-- Opening Marker --
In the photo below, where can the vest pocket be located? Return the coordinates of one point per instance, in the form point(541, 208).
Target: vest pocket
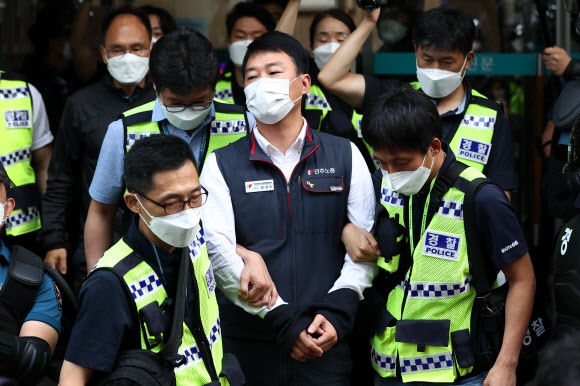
point(461, 343)
point(423, 333)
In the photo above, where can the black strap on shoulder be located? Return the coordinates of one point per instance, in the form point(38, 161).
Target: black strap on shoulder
point(480, 271)
point(71, 299)
point(485, 102)
point(19, 291)
point(443, 183)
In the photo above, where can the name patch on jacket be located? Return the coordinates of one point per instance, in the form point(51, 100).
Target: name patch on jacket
point(17, 119)
point(473, 150)
point(441, 245)
point(259, 186)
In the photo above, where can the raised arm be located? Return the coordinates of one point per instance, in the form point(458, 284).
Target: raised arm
point(287, 21)
point(335, 75)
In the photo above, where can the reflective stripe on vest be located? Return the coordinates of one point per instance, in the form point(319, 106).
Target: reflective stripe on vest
point(223, 89)
point(15, 141)
point(471, 143)
point(227, 127)
point(438, 289)
point(146, 287)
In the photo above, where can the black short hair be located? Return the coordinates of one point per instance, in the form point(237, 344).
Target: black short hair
point(444, 28)
point(184, 61)
point(150, 155)
point(334, 13)
point(276, 41)
point(126, 10)
point(254, 10)
point(282, 3)
point(401, 118)
point(168, 23)
point(5, 180)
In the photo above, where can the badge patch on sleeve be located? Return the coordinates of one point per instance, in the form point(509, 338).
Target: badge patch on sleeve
point(17, 119)
point(473, 150)
point(441, 245)
point(58, 296)
point(210, 281)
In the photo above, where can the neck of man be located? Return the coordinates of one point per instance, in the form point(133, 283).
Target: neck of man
point(144, 229)
point(128, 89)
point(451, 101)
point(239, 77)
point(283, 133)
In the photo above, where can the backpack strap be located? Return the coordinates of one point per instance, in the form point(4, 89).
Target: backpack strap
point(19, 291)
point(480, 271)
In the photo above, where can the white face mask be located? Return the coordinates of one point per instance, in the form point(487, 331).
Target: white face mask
point(238, 51)
point(128, 69)
point(323, 53)
point(187, 119)
point(409, 182)
point(439, 83)
point(391, 31)
point(268, 99)
point(177, 229)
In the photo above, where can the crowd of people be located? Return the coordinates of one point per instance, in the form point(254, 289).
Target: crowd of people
point(281, 221)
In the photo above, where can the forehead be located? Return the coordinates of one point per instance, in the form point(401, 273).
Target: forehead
point(259, 60)
point(247, 24)
point(331, 25)
point(126, 28)
point(438, 54)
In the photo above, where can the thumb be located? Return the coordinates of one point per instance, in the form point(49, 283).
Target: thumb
point(318, 320)
point(62, 264)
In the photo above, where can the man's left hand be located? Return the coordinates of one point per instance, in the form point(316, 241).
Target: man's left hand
point(256, 286)
point(501, 375)
point(325, 332)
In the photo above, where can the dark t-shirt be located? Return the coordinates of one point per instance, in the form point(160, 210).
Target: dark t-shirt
point(105, 324)
point(500, 167)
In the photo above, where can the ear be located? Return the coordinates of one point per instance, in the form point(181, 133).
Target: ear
point(132, 203)
point(436, 146)
point(306, 81)
point(9, 207)
point(469, 60)
point(103, 53)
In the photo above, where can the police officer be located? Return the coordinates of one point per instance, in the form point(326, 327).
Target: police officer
point(425, 334)
point(25, 151)
point(184, 70)
point(30, 305)
point(164, 193)
point(475, 128)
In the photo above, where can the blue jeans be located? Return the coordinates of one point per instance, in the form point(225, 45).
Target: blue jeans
point(476, 380)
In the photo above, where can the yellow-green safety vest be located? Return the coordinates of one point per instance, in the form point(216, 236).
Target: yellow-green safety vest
point(228, 126)
point(471, 143)
point(436, 296)
point(146, 287)
point(16, 132)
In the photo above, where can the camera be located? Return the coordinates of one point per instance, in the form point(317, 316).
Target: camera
point(369, 5)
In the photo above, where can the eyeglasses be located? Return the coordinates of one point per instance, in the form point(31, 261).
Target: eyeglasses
point(196, 201)
point(199, 106)
point(138, 50)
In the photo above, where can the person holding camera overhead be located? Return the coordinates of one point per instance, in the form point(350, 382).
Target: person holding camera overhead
point(475, 127)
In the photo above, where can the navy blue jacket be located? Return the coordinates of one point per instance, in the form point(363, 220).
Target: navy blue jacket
point(296, 227)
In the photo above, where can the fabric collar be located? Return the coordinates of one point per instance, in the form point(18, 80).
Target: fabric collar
point(267, 147)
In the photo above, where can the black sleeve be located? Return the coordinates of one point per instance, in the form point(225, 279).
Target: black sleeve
point(572, 71)
point(104, 325)
point(63, 180)
point(500, 167)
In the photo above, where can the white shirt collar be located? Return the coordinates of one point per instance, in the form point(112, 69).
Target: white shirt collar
point(267, 147)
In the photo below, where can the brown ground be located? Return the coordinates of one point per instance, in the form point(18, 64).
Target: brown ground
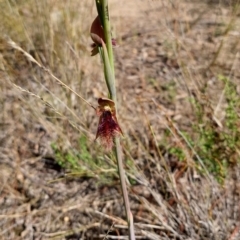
point(167, 52)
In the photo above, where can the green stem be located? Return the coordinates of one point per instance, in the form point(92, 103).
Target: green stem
point(106, 53)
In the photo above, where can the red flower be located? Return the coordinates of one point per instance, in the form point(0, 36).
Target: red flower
point(108, 126)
-- Closing Marker --
** Your task **
The response should restate the material above word for word and contain no pictures.

** Output **
In the photo below, where can the vest pocket be located? Return the coordinates of one point per instance, in the form point(541, 208).
Target: vest pocket
point(461, 343)
point(423, 333)
In the photo above, where can the black strap on shoulder be located? Return the coordinates of one point per instance, in the form point(38, 161).
Target: black strap on shoulder
point(480, 271)
point(71, 299)
point(485, 102)
point(19, 291)
point(443, 183)
In the photo above, where can the name patch on jacket be located? Return the coordinates of one point per instance, in the form point(51, 100).
Target: name patch on jacket
point(17, 119)
point(473, 150)
point(441, 245)
point(259, 186)
In the photo above, where can the raised arm be located? Return the coordinates of one point per instance, in the form point(458, 284).
Target: raised arm
point(287, 21)
point(335, 75)
In the photo above, where can the reflective stripe on vest be located? Return the coordinates of one point per instance, in the form point(319, 106).
Target: reflective stripe on vest
point(223, 89)
point(15, 141)
point(471, 143)
point(227, 127)
point(438, 289)
point(146, 287)
In the photo above, where can the black short hair be located? Return the coordinates of one point per instance, in the form point(237, 344).
Target: black short hair
point(444, 28)
point(184, 61)
point(150, 155)
point(334, 13)
point(276, 41)
point(126, 10)
point(254, 10)
point(282, 3)
point(401, 118)
point(168, 23)
point(5, 180)
In the photo above, where can the badge patch on sleeve be located? Return the coordinates of one point per instance, in the form point(509, 338).
Target: badge patch on sleeve
point(17, 119)
point(473, 150)
point(441, 245)
point(58, 296)
point(210, 281)
In the photo above, where can the neck of man be located? Return the coordinates of one point per instance, in the form point(133, 283).
Target: neck of man
point(144, 229)
point(128, 89)
point(451, 101)
point(239, 77)
point(283, 133)
In the photo above, where can the backpack strap be located? Return the coordinates of one point per instance, in the form point(4, 89).
Target: backpack strap
point(19, 291)
point(480, 271)
In the photo above, where can the white face mask be located? Return the coordinates of one point per instance, in the form point(487, 331).
Target: white face mask
point(238, 51)
point(128, 69)
point(323, 53)
point(187, 119)
point(409, 182)
point(439, 83)
point(391, 31)
point(268, 99)
point(177, 229)
In the photo above, where can the crowd of people be located? Return the coordinates of one point per instance, in the form point(254, 289).
Target: crowd of people
point(281, 221)
In the photo above, where can the forehead be located? Return the coordinates of one point per instance, in the form point(401, 273).
Target: forehead
point(259, 60)
point(247, 24)
point(331, 25)
point(126, 28)
point(438, 54)
In the photo above, where can the thumb be located? Return the coordinates of one point per instance, in the form point(49, 283).
Target: thumb
point(318, 320)
point(62, 264)
In the photo above, where can the man's left hand be located? Return the coordinates of one point per instance, in the form point(316, 241).
Target: man's left hand
point(256, 286)
point(501, 375)
point(325, 332)
In the photo above, where can the dark t-shirt be located? Return the coordinates of one point per instance, in the form point(160, 210).
Target: dark t-shirt
point(105, 324)
point(500, 167)
In the photo above, where can the ear be located? Return the coordinates of one point per instance, in the form point(181, 133).
Target: ear
point(132, 203)
point(436, 146)
point(306, 81)
point(9, 207)
point(469, 60)
point(103, 53)
In the photo above, where can the police officer be located? Return the coordinates of one point per instance, in the form point(326, 327).
Target: police officer
point(425, 334)
point(25, 151)
point(184, 70)
point(30, 305)
point(164, 193)
point(475, 128)
In the photo above, where can the blue jeans be located? Return the coordinates of one point per instance, in the form point(225, 45).
Target: blue jeans
point(476, 380)
In the photo above, where can the yellow-green safety vest be located? Return the coordinates of one point per instance, in the form point(216, 236).
Target: yellow-green safety vest
point(228, 126)
point(471, 143)
point(436, 296)
point(146, 287)
point(16, 132)
In the photo above, where can the camera be located? Return the coordinates of one point per instance, in the form point(317, 316).
Target: camera
point(369, 5)
In the photo above, where can the eyeglasses be located? Return the coordinates of one point per instance, in the form point(31, 261).
Target: eyeglasses
point(196, 201)
point(199, 106)
point(138, 50)
In the photo above, where can the person holding camera overhead be located? Return the coordinates of one point per instance, in the form point(350, 382).
Target: person holding camera overhead
point(475, 127)
In the photo above, where can the navy blue jacket be located? Return the coordinates of one point per instance, in the form point(363, 220).
Target: navy blue jacket
point(296, 227)
In the photo above, where can the fabric collar be located? Return the coordinates of one point per instance, in the form point(18, 80).
Target: fabric collar
point(267, 147)
In the photo above, where can the black sleeve be located? Return the coordinates of one point per instance, in the form point(225, 279).
Target: black sleeve
point(572, 71)
point(104, 325)
point(63, 180)
point(500, 167)
In the photo above, where can the white shirt collar be located? Return the coordinates of one point per instance, in the form point(112, 69).
Target: white shirt collar
point(267, 147)
In the photo below, where can the brown ground be located? Return the coordinates of one point per instance, in the form point(18, 64).
Target: brown ground
point(167, 52)
In the photo above, where can the green stem be located? Return the coordinates of one point per instance, in the form point(92, 103).
Target: green stem
point(106, 53)
In the photo above, where can the red flower be located? Return the coordinates of one point per instance, in the form point(0, 36).
Target: red flower
point(108, 126)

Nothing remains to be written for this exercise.